Using the records that follow, copy every line containing the word "with".

*** Opening of Records for processing ***

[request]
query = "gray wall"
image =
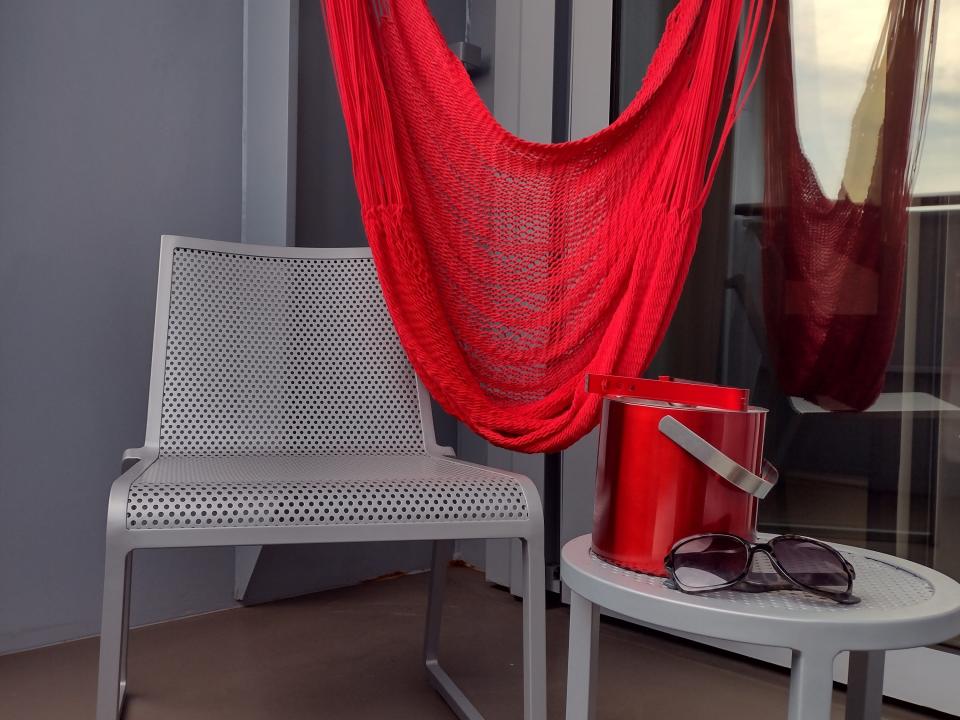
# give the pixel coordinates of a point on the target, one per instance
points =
(119, 121)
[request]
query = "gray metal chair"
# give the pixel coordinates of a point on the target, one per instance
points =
(283, 410)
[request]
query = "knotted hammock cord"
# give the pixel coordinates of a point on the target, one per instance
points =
(512, 268)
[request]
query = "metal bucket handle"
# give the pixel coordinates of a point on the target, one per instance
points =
(720, 463)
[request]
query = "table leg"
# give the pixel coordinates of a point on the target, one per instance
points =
(865, 685)
(811, 686)
(582, 658)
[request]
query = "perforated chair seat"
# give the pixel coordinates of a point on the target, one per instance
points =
(284, 410)
(256, 491)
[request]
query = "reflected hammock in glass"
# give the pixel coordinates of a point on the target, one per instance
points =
(513, 268)
(833, 268)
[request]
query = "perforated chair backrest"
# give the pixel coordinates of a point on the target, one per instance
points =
(290, 353)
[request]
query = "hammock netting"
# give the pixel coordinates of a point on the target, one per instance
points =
(833, 268)
(513, 268)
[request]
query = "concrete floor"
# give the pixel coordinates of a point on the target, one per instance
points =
(354, 653)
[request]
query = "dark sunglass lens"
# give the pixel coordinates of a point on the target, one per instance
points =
(707, 562)
(812, 565)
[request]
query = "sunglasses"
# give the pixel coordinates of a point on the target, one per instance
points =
(719, 561)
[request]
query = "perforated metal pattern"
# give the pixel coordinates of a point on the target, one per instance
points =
(283, 356)
(334, 490)
(879, 585)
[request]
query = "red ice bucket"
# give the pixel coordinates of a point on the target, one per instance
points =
(676, 459)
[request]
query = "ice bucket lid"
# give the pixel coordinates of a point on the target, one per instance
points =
(666, 389)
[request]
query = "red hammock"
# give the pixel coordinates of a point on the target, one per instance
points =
(513, 268)
(833, 269)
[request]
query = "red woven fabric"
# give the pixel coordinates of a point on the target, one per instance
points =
(513, 268)
(833, 269)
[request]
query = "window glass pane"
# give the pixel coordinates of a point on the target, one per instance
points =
(841, 298)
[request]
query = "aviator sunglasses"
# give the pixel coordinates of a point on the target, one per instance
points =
(718, 561)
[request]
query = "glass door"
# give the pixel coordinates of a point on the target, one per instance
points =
(854, 346)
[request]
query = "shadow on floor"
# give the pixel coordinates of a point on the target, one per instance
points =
(355, 653)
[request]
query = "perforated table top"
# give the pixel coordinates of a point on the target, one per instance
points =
(319, 490)
(913, 605)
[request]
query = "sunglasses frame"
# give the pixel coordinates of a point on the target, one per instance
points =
(769, 549)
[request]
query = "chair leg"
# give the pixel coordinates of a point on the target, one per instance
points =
(113, 628)
(125, 628)
(442, 554)
(534, 632)
(441, 682)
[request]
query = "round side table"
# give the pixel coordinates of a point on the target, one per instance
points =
(903, 605)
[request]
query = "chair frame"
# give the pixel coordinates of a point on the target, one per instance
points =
(121, 541)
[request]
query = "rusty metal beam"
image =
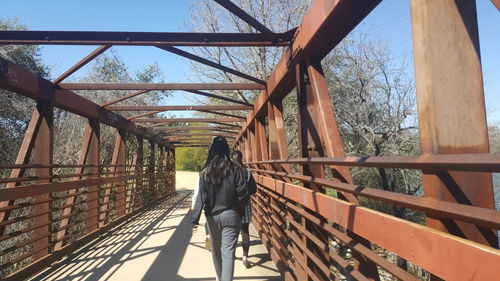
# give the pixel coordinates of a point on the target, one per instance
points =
(124, 98)
(218, 97)
(224, 114)
(201, 135)
(451, 109)
(161, 86)
(211, 63)
(178, 120)
(473, 162)
(22, 81)
(191, 139)
(230, 6)
(142, 38)
(43, 155)
(194, 145)
(363, 221)
(177, 107)
(22, 158)
(325, 24)
(211, 128)
(144, 114)
(81, 63)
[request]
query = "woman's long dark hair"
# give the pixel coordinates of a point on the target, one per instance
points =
(236, 158)
(218, 164)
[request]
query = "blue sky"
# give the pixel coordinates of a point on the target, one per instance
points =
(390, 21)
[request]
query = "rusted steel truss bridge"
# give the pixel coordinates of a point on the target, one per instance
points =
(296, 220)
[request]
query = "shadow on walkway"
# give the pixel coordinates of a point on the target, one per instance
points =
(156, 245)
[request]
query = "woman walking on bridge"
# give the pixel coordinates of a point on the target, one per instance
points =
(237, 158)
(221, 186)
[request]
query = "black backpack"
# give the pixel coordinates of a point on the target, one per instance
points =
(244, 191)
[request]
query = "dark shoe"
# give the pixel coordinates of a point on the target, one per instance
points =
(208, 244)
(245, 261)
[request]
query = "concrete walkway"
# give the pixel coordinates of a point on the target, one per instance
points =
(157, 245)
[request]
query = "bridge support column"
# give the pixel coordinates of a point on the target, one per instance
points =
(152, 191)
(319, 137)
(44, 148)
(451, 108)
(139, 168)
(89, 154)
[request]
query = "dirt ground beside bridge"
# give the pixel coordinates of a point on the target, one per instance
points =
(185, 180)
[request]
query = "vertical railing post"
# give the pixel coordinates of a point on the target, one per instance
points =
(89, 154)
(93, 158)
(319, 137)
(44, 145)
(119, 158)
(151, 170)
(277, 138)
(451, 109)
(23, 157)
(139, 169)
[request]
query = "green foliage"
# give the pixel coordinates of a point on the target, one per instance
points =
(190, 158)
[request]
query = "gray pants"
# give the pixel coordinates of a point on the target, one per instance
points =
(224, 230)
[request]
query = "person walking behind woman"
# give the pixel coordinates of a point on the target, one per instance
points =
(236, 158)
(220, 181)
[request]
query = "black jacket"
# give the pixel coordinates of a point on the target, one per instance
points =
(216, 198)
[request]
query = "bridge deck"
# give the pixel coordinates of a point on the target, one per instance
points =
(157, 245)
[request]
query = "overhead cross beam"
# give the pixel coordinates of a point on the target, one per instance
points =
(211, 63)
(197, 92)
(144, 114)
(230, 6)
(223, 114)
(178, 120)
(318, 24)
(17, 79)
(201, 135)
(177, 107)
(81, 63)
(161, 86)
(126, 97)
(143, 38)
(191, 139)
(208, 128)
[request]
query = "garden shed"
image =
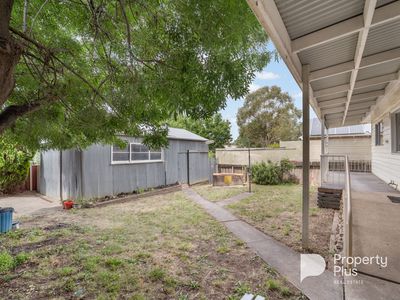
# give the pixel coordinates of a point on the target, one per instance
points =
(106, 170)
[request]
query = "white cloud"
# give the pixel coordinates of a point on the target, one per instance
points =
(296, 95)
(253, 87)
(264, 75)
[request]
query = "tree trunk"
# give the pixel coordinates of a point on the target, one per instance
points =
(10, 52)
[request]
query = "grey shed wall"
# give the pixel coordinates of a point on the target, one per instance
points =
(50, 174)
(90, 174)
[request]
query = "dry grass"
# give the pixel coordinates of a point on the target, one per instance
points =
(163, 247)
(276, 210)
(218, 193)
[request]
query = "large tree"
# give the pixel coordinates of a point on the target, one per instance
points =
(267, 117)
(75, 72)
(214, 128)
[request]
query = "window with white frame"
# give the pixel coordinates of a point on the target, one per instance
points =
(379, 134)
(396, 132)
(134, 152)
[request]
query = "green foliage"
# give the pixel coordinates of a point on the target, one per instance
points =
(101, 68)
(157, 274)
(8, 262)
(272, 173)
(14, 165)
(214, 128)
(267, 117)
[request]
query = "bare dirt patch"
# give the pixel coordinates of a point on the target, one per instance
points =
(276, 210)
(163, 247)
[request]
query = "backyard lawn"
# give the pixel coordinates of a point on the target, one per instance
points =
(162, 247)
(218, 193)
(276, 210)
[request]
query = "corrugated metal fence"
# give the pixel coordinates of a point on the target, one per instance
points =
(195, 166)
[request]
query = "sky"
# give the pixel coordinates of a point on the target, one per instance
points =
(275, 73)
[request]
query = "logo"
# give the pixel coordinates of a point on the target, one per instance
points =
(311, 265)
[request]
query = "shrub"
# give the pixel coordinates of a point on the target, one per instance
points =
(14, 165)
(6, 262)
(272, 173)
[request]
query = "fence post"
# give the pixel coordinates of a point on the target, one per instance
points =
(249, 171)
(188, 166)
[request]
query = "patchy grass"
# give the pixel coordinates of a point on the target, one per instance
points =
(163, 247)
(276, 210)
(218, 193)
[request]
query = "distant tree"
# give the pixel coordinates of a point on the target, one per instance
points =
(73, 73)
(14, 165)
(214, 128)
(267, 117)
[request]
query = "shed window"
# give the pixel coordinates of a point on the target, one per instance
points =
(379, 134)
(135, 152)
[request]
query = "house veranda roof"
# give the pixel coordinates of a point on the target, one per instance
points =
(351, 47)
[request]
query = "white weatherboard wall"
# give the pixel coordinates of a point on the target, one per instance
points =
(385, 164)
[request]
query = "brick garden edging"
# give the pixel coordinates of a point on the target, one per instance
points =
(167, 190)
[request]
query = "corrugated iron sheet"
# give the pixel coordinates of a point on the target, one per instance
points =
(305, 16)
(370, 88)
(331, 81)
(378, 70)
(331, 53)
(383, 37)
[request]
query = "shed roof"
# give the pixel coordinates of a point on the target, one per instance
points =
(183, 134)
(352, 49)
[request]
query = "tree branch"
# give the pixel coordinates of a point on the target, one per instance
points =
(9, 115)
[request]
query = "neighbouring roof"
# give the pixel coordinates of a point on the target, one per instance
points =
(183, 134)
(362, 129)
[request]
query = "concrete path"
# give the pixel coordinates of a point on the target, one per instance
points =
(282, 258)
(234, 199)
(376, 224)
(367, 287)
(28, 203)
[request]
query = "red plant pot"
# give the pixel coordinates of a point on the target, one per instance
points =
(68, 204)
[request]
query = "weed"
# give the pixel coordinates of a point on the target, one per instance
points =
(66, 271)
(286, 229)
(241, 288)
(113, 263)
(223, 249)
(20, 258)
(6, 262)
(156, 274)
(285, 291)
(194, 285)
(273, 285)
(110, 281)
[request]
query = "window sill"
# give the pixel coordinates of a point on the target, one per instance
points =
(137, 162)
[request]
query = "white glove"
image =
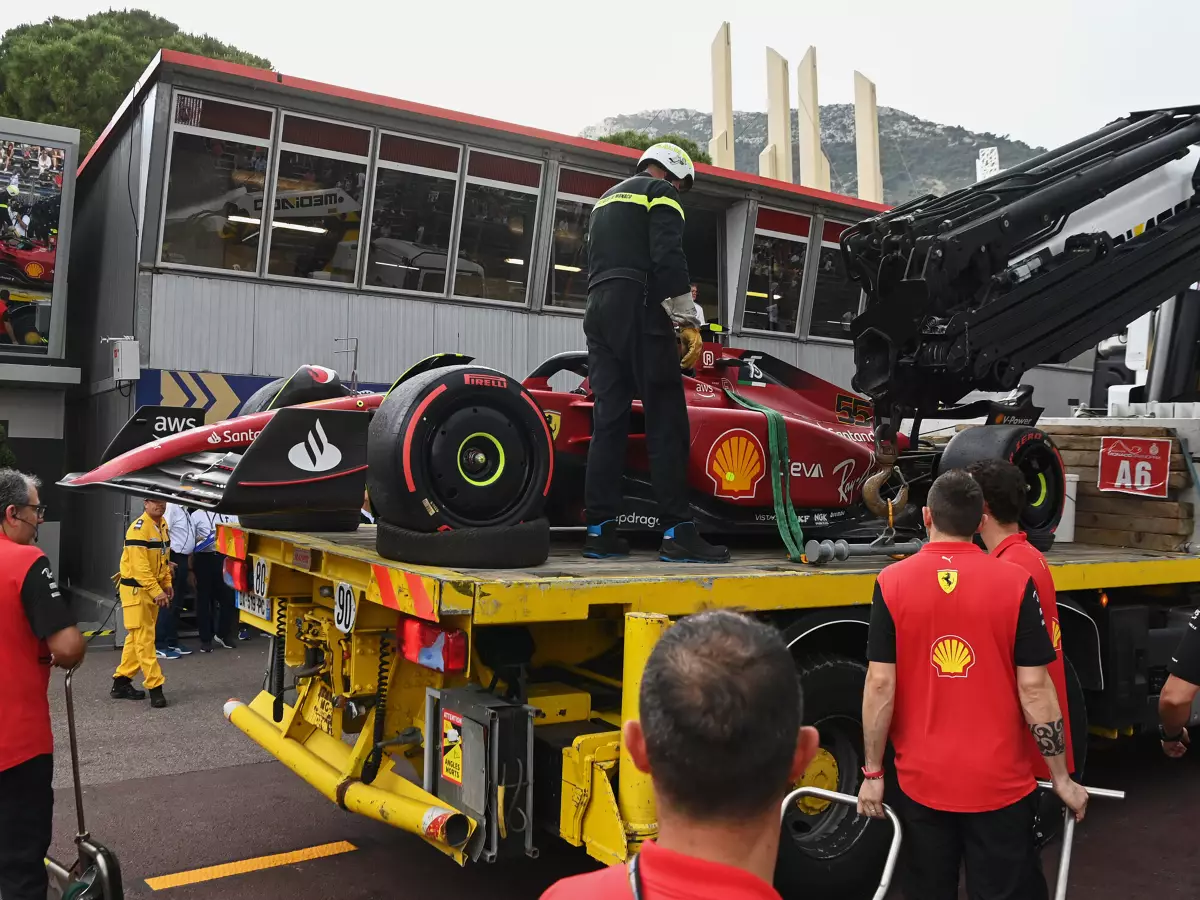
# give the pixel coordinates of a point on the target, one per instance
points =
(682, 311)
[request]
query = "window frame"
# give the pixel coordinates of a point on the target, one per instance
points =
(805, 300)
(467, 180)
(281, 145)
(268, 184)
(369, 221)
(550, 246)
(811, 294)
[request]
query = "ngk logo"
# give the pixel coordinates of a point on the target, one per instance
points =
(479, 381)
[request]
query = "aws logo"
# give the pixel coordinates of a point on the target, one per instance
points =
(952, 657)
(736, 463)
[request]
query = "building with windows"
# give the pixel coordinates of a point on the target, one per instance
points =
(240, 222)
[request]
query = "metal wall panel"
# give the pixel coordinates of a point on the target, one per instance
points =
(203, 324)
(294, 325)
(394, 333)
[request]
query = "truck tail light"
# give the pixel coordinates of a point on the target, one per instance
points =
(433, 647)
(237, 575)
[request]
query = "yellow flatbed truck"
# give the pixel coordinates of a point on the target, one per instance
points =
(504, 691)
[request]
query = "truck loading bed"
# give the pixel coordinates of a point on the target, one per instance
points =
(567, 586)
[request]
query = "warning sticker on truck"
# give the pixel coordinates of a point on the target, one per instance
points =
(451, 747)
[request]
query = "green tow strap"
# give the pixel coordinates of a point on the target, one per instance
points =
(780, 477)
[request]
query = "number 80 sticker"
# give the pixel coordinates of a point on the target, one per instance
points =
(346, 606)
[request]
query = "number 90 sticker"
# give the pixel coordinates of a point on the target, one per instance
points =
(346, 606)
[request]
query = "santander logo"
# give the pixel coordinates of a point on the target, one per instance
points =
(315, 453)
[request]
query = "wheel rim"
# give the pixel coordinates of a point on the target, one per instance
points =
(480, 462)
(817, 828)
(1044, 486)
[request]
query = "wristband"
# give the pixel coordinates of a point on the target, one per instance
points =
(1167, 739)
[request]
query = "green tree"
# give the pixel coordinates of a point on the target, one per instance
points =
(76, 72)
(641, 141)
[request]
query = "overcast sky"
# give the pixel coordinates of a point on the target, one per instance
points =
(1043, 72)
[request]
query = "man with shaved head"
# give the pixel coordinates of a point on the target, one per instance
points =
(720, 737)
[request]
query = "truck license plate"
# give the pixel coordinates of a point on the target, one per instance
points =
(256, 605)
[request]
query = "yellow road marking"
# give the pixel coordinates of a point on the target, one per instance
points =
(241, 867)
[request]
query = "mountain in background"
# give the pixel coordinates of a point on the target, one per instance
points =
(917, 156)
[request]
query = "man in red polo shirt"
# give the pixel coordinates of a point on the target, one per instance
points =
(36, 631)
(720, 736)
(958, 679)
(1005, 495)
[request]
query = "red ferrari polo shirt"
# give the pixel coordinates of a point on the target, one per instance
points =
(25, 663)
(1017, 549)
(957, 623)
(666, 875)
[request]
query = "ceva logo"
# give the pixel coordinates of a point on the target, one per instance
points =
(315, 453)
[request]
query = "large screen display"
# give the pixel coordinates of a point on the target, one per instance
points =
(30, 202)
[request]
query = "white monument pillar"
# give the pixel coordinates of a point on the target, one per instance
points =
(988, 163)
(867, 139)
(777, 160)
(814, 165)
(720, 148)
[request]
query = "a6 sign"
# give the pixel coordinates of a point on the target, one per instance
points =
(346, 606)
(1137, 466)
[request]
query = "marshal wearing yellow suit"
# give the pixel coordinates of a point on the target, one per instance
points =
(145, 585)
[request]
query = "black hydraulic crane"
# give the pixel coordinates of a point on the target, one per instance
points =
(1031, 267)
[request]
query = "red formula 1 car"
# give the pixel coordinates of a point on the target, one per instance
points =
(455, 451)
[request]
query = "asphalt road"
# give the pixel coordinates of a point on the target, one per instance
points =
(180, 789)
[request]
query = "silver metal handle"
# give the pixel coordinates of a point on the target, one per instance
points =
(75, 753)
(1068, 833)
(851, 801)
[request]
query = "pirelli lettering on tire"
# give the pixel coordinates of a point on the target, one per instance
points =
(481, 381)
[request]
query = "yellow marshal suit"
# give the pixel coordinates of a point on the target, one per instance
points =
(145, 574)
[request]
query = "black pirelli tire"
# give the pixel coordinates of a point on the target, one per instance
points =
(461, 447)
(517, 546)
(1033, 453)
(828, 850)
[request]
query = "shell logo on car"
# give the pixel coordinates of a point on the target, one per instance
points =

*** Close of Records for processing ***

Worked solution
query = "window with white frame"
query = "building with windows"
query = "man with shaved head"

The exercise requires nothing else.